## Task prompt:
Restate the full set of records exactly, word for word.

## Dataset entries:
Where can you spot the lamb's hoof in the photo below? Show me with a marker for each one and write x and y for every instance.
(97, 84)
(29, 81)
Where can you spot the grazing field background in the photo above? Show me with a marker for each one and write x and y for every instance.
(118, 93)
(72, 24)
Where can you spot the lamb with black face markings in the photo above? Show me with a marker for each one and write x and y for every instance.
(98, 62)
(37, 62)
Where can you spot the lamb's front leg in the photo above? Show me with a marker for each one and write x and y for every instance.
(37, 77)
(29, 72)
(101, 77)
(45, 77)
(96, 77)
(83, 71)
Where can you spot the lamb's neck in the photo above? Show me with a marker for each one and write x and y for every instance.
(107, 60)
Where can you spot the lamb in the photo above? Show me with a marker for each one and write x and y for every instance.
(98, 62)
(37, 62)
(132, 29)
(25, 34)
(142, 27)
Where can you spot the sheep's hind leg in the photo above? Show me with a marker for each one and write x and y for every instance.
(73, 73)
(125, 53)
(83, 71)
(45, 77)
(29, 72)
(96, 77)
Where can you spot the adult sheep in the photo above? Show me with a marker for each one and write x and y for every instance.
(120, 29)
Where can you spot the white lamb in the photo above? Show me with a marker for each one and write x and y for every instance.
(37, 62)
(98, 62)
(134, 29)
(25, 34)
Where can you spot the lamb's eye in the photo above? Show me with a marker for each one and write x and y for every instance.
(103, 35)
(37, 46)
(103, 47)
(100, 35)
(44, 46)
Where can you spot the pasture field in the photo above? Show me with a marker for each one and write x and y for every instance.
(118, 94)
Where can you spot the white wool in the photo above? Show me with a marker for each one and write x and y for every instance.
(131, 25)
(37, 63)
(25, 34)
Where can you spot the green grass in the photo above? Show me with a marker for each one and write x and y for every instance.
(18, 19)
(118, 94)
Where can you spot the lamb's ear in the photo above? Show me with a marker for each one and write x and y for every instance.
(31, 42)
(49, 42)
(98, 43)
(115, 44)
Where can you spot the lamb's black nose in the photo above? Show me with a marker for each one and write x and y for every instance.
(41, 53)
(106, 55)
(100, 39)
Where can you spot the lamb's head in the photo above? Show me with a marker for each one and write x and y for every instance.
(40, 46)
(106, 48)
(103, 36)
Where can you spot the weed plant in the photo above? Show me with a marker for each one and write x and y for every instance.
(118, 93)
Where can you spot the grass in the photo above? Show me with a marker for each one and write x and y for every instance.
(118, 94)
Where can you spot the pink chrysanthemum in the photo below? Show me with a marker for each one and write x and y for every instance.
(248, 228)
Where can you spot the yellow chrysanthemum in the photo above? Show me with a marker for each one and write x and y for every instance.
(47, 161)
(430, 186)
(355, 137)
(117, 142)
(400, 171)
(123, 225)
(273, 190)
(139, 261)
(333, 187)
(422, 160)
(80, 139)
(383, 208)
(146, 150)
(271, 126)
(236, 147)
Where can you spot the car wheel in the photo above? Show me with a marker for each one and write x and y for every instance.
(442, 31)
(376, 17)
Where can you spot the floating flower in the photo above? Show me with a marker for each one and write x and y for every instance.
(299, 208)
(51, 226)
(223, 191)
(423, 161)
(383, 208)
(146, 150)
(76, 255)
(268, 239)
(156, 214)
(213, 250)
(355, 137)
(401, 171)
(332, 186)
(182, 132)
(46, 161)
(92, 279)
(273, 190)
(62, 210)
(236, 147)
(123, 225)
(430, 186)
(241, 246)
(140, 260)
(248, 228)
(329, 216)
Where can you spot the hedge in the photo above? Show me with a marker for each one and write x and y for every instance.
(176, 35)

## Solution to this problem:
Where can you spot the lamb's hoof in the photo below? Show me with a marker for each one and write x and y for every instance.
(97, 84)
(29, 81)
Where can you spot the grazing field background in the photo above? Show me with a marker for each one and write x and y for every instance.
(118, 93)
(72, 24)
Where can you spot the lamb with black face markings in the photo above? Show me with a marker for each one and write x and y for every instance.
(98, 62)
(37, 62)
Where can you spot the lamb's front leg in the photo above? Show me with a marker for each one and write x and y for every instance.
(37, 77)
(29, 72)
(101, 77)
(45, 77)
(96, 77)
(83, 71)
Where can you spot the lamb's neck in the photo above? Show me with a marker for each one and write x and y for every instance.
(107, 60)
Where can you spot the lamb in the photo above? Show me with a marker for each one and write x and y for every instance.
(98, 62)
(37, 62)
(132, 29)
(25, 34)
(142, 27)
Where can you spot the sheep's hind leg in the photo above? Show me with a marker for each one and write x and y for every instance.
(73, 73)
(125, 53)
(83, 71)
(45, 77)
(29, 72)
(96, 77)
Where can you spot the adult sheep in the photo above? Show me with a marker for each one and write x and y for every instance.
(120, 29)
Where can you spot the white lamb in the photo above? Show me with a marker for each one and write x and y for every instance.
(37, 62)
(98, 62)
(134, 29)
(25, 34)
Where can you spot the lamb's eye in the photo above? Show me with a marker for each one and write x and y for every instance.
(103, 35)
(37, 46)
(103, 47)
(100, 35)
(44, 46)
Where can you spot the pasture field in the photo above? Show me with a marker for each one and write x and y for every instance.
(118, 94)
Where can you spot the white wool in the photo above? Show me with a marker for each one and write x and y for every instance.
(131, 25)
(37, 63)
(25, 34)
Where can you spot the green grass in the photo above? Show me with a marker for each one and write x and y for every instance.
(18, 19)
(118, 94)
Where can you spot the lamb's ear in the photo above? Show me with a marker for each one and write x and y for every instance.
(31, 42)
(49, 42)
(98, 43)
(115, 44)
Where can you spot the lamb's black nose in the photo above? Show me with a marker for each one and write x and y for every instance.
(41, 53)
(106, 55)
(100, 39)
Where can you spot the lamb's head in the photo above? Show me with a marker for each one and write x and y for every instance.
(40, 46)
(106, 48)
(103, 36)
Where can you spot the weed plant in the photo above? Show me with a marker for each one and write x and y for every instance.
(118, 93)
Where can you spot the grass in the photo above? Show me with a marker for each one and write x and y for every instance.
(118, 94)
Where can you spot the pink chrysanthemum in the photo below? Show me with a marker for each one and write x and y for every instance.
(248, 228)
Where can you spot the yellow chrysanthemum in the photo above? Show me with a marker for each one and write x and y for every instance.
(47, 161)
(430, 186)
(355, 137)
(117, 142)
(400, 171)
(123, 225)
(273, 190)
(139, 261)
(333, 187)
(422, 160)
(80, 139)
(383, 208)
(146, 150)
(271, 126)
(236, 147)
Where can you spot the car wheel in the photo above? Show me with a marker for each one and write x and y for every instance.
(442, 31)
(376, 17)
Where can you spot the floating flower in the photo above? Show me with a marker for each one and write x and y for every instance.
(299, 208)
(51, 226)
(223, 191)
(423, 161)
(383, 208)
(146, 150)
(76, 255)
(268, 239)
(156, 214)
(213, 250)
(355, 137)
(401, 171)
(332, 186)
(182, 132)
(46, 161)
(92, 279)
(273, 190)
(62, 210)
(236, 147)
(123, 225)
(430, 186)
(241, 246)
(140, 260)
(248, 228)
(329, 216)
Where can you spot the hedge in the photo above? Show me with a marker for each one and write x and y for every instance.
(176, 35)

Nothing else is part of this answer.